In the first part of this article series, I described what Track and Trace is and how it relates to outbound logistics. In this article, I will explain how SAP's Track and Trace feature can be used to ensure complete visibility into inbound logistics. By leveraging SAP's Event Management module and EDI carrier status notifications, organizations that place purchase orders (PO) for their suppliers or manufacturers can track their products from start to finish. This is crucial because it ensures that the product arrives at the intended destination on time as promised. The ability to schedule resources for receiving and meet customer demand relies heavily on the product being delivered on schedule. With SAP's Track and Trace system, logistics become more streamlined, efficient and reliable.
Do you have enough time between when you find out about the issue and the time needed to correct it? Do these issues in inbound logistics cause disruption and potentially lead to lost customers and sales?
The resolution of this issue was first addressed in the 90s and was called "Supply Chain Event Management" - this solution provides the capability to observe the events that take place through the supply chain and compare them to the anticipated events. If any discrepancies are noticed, it allows proactive measures to be taken. SAP was part of the "think tank" responsible for coming up with the term "Supply Chain Event Management" and the software SAP Event Management for tracking and tracing.
Inbound logistics refer to the activities that are necessary to acquire and transport materials and products into an organization. This process includes the sourcing of suppliers, inventory control, and the transportation and delivery of materials.
When a buyer submits a PO, an event handler (EH) is set up in SAP Event Management (EM) and it keeps track of the purchase order's status. All adjustments to the purchase order are mirrored in the SAP EM Purchase Order EH so that anyone monitoring the purchase order is informed. One example of a change monitored against the PO is the confirmation of the order. Questions such as whether the confirmation was received, the date, quantity, and price all change are asked.
Once the purchase order has been confirmed and the supplier has shipped the product, they will send an Advanced Shipment Notification (ASN) to inform us of the shipment details. This ASN is related to an inbound delivery in SAP. At this point, an Event Header (EH) is created to monitor the status of the inbound delivery. This EH is connected to the PO EH in the same way the confirmation control area of the PO in SAP ECC links the two documents. Before the product was shipped, a tracking number was assigned to the inbound delivery, which is then used to create another EH in SAP EM, to track the status of the number. This tracking number EH is linked to the inbound delivery EH, giving access to the PO, inbound delivery, and tracking number.
As soon as the carrier does its initial scan for the designated tracking numbers (at the supplier's location), we get an alert from the carrier with details about this happening. Usually, the carrier gives us an EDI X12 214 carrier status notification message. To interpret this, we typically employ a translation tool such as SAP NW PI and have it posted to SAP EM. Every time a 214 message is sent, we associate it with the corresponding tracking number event and update the status accordingly.
We may choose to use the status of an event, such as Proof of Delivery (POD), to determine what related event handlers should be triggered. For instance, if a POD is posted to a tracking number EH, it will let us know that the package has been delivered. This tracking number is also tracked on the inbound delivery, so the POD event can be applied to the inbound delivery EH and the status can be changed to "Arrived at the DC (distribution center)." Furthermore, the inbound delivery is linked to a PO, so the PO's shipment status can be altered to "Arrived at the DC," providing the DC receiving team with insight into the fact that the products are waiting in the warehouse to be received. Additionally, this can give visibility to the procurement and sales teams to know that the products have arrived, but are yet to be received.

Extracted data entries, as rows

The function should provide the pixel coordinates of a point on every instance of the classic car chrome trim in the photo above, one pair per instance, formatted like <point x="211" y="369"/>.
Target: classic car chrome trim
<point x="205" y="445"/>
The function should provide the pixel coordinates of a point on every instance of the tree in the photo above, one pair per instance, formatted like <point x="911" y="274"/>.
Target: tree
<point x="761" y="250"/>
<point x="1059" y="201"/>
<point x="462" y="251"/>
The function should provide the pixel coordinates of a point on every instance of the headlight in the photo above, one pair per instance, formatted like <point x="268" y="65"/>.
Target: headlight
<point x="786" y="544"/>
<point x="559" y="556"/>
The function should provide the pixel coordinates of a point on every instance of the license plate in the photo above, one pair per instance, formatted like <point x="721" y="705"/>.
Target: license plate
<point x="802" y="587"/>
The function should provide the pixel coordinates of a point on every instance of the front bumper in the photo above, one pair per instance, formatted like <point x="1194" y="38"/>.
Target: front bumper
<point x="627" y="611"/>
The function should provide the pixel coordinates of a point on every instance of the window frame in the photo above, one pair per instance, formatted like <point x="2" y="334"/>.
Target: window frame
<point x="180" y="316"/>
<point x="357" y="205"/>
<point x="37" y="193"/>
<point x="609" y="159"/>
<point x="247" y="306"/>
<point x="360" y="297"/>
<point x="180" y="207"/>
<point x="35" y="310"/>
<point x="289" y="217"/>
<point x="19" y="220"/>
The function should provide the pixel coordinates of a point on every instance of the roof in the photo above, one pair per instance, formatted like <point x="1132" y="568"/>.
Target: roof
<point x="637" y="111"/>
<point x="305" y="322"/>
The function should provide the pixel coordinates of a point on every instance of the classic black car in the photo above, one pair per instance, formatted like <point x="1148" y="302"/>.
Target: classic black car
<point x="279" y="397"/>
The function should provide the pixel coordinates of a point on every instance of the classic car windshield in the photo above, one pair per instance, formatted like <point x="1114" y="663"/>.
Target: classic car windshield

Exercise instructions
1. In the article on tracking inbound logistics, in which decade was Supply Chain Event Management first addressed?
2. Please rewrite the passage of the article on tracking inbound logistics from "As soon as the" up to and including "the status accordingly.", substituting "conversion tool" for "translation tool".

Solved tasks
1. The 90s.

2.
As soon as the carrier does its initial scan for the designated tracking numbers (at the supplier's location), we get an alert from the carrier with details about this happening. Usually, the carrier gives us an EDI X12 214 carrier status notification message. To interpret this, we typically employ a conversion tool such as SAP NW PI and have it posted to SAP EM. Every time a 214 message is sent, we associate it with the corresponding tracking number event and update the status accordingly.